» **Document extract**
And can directly pipe the result into functions such as rsq(), rmse() and mae() to obtain the corresponding measures of accuracy in the test data data_test.

augment(rf_final_fit, new_data = data_test) %>%
  rsq(truth = lifesatisfaction, estimate = .pred)

# A tibble: 1 x 3
  .metric .estimator .estimate
  <chr>   <chr>          <dbl>
1 rsq     standard       0.135

augment(rf_final_fit, new_data = data_test) %>%
  rmse(truth = lifesatisfaction, estimate = .pred)

# A tibble: 1 x 3
  .metric .estimator .estimate
  <chr>   <chr>          <dbl>
1 rmse    standard        2.01

augment(rf_final_fit, new_data = data_test) %>%
    mae(truth = lifesatisfaction, estimate = .pred)

» **Short task a**
Can you list every line in the entries below that contains the word "water"?

» **Data shown**
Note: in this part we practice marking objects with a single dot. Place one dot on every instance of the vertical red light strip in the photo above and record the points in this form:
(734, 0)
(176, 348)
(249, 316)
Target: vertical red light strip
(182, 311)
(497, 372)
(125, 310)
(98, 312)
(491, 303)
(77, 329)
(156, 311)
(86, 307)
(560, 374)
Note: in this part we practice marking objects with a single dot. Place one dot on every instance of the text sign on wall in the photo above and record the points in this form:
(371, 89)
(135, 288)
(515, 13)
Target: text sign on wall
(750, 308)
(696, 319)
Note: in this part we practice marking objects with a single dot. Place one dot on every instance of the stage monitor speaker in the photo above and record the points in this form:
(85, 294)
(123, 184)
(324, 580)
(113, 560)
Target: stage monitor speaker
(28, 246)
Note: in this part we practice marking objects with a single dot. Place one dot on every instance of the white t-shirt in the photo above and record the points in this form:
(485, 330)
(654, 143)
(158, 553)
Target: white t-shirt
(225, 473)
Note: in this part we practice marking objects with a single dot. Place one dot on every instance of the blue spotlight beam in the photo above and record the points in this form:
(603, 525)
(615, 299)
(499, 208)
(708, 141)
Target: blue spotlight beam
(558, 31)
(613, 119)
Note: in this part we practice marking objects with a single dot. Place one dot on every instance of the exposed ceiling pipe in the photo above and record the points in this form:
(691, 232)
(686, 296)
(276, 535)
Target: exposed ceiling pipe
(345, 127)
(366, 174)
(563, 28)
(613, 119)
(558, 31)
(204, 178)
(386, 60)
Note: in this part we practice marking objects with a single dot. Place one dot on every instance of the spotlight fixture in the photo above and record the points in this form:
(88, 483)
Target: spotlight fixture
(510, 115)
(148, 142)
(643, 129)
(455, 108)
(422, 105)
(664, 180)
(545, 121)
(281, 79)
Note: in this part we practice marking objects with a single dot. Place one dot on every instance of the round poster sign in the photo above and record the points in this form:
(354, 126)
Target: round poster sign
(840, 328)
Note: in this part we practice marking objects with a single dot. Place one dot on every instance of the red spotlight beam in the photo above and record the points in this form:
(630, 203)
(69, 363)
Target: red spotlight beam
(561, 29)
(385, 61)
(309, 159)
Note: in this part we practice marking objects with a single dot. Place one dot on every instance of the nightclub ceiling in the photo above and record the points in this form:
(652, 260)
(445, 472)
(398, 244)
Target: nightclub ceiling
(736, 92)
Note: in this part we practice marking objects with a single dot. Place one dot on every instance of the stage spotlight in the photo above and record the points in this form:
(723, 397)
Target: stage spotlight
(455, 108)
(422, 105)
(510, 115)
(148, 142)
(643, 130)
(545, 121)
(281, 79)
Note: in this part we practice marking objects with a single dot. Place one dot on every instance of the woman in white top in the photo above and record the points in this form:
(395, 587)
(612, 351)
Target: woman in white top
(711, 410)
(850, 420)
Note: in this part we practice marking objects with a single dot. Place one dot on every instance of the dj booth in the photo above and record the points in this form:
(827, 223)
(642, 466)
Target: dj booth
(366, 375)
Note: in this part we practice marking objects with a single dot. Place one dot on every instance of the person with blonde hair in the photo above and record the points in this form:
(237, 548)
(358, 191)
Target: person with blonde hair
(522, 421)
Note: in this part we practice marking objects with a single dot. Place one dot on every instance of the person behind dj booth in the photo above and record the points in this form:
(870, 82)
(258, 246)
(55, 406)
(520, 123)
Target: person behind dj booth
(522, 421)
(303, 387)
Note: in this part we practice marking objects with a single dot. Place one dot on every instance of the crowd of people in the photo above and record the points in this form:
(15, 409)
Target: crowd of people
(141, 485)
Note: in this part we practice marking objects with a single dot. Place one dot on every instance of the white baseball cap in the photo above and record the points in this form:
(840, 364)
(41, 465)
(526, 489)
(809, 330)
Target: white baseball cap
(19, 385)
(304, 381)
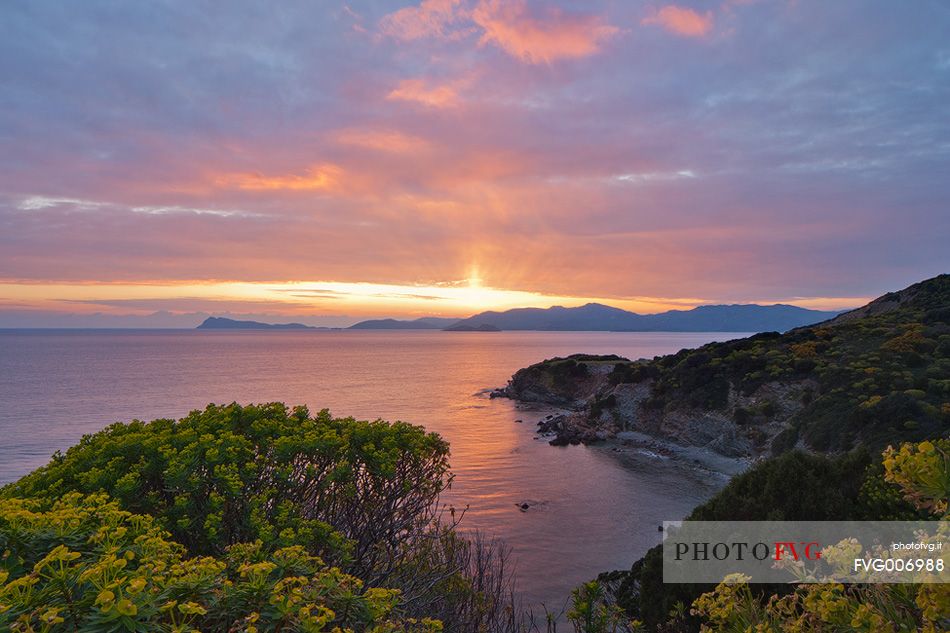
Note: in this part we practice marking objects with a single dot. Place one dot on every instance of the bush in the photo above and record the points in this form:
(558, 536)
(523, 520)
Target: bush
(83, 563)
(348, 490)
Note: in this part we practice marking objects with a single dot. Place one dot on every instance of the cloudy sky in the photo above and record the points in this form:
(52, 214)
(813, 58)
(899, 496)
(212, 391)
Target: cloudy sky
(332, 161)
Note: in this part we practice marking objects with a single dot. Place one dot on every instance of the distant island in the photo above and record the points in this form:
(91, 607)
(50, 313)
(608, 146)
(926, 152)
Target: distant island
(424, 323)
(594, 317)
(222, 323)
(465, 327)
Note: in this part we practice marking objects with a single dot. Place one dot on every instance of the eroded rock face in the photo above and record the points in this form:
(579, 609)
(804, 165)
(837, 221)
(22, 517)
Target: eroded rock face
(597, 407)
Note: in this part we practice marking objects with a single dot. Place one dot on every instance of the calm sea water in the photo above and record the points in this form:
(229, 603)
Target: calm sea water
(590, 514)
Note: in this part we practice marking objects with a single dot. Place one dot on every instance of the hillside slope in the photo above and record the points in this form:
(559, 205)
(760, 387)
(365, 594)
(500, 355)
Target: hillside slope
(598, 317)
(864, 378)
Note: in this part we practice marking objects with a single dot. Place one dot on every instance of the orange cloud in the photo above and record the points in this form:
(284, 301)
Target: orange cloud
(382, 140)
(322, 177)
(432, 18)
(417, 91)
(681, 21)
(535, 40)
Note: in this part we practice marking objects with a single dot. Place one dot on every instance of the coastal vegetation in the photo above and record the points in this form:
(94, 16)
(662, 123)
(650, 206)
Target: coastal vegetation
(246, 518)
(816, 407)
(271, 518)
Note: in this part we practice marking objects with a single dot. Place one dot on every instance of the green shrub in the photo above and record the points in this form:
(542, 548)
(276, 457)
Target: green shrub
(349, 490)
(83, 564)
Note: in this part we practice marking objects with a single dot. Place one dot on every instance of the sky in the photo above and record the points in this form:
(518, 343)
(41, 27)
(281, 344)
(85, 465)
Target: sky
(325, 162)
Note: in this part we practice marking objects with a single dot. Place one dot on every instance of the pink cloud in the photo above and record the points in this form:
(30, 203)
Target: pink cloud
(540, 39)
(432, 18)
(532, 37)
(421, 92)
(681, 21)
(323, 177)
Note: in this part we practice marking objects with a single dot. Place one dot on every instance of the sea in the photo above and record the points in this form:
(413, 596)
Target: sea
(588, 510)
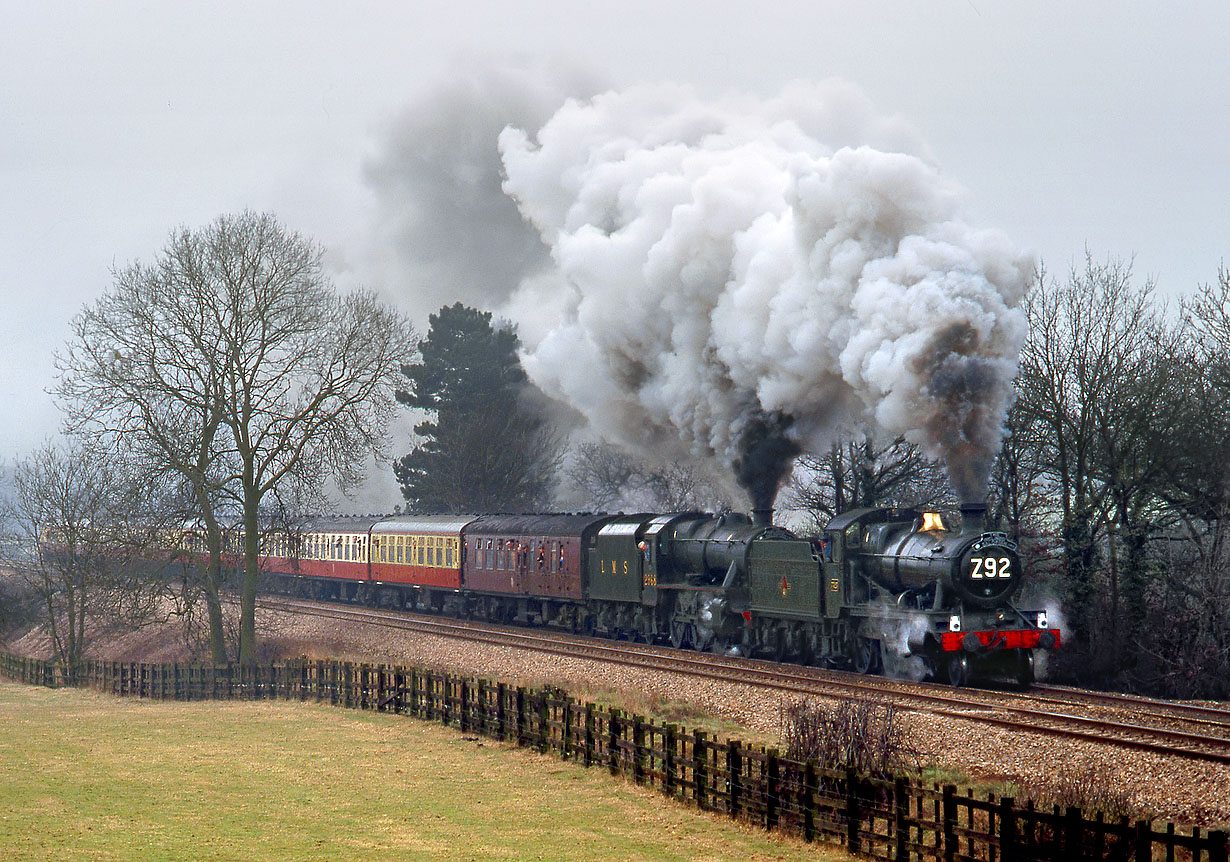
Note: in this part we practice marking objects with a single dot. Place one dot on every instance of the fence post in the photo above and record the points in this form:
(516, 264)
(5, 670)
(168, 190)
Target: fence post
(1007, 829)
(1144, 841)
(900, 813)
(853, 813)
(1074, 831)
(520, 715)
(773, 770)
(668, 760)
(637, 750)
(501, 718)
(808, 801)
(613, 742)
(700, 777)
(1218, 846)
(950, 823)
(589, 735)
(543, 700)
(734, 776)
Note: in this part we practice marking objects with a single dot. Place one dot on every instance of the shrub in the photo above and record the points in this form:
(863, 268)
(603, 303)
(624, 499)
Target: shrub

» **Short task b**
Can you rewrite the accuracy-measures excerpt from "And can directly" up to and including "rsq(truth = lifesatisfaction, estimate = .pred)", changing "lifesatisfaction" to "happiness"?

» **Written response a**
Note: in this part we practice marking objects with a single dot. Place one dot on every instance of the calm sea water in the photo above and record the points in this form:
Target: calm sea water

» **Written response b**
And can directly pipe the result into functions such as rsq(), rmse() and mae() to obtain the corresponding measures of accuracy in the test data data_test.

augment(rf_final_fit, new_data = data_test) %>%
  rsq(truth = happiness, estimate = .pred)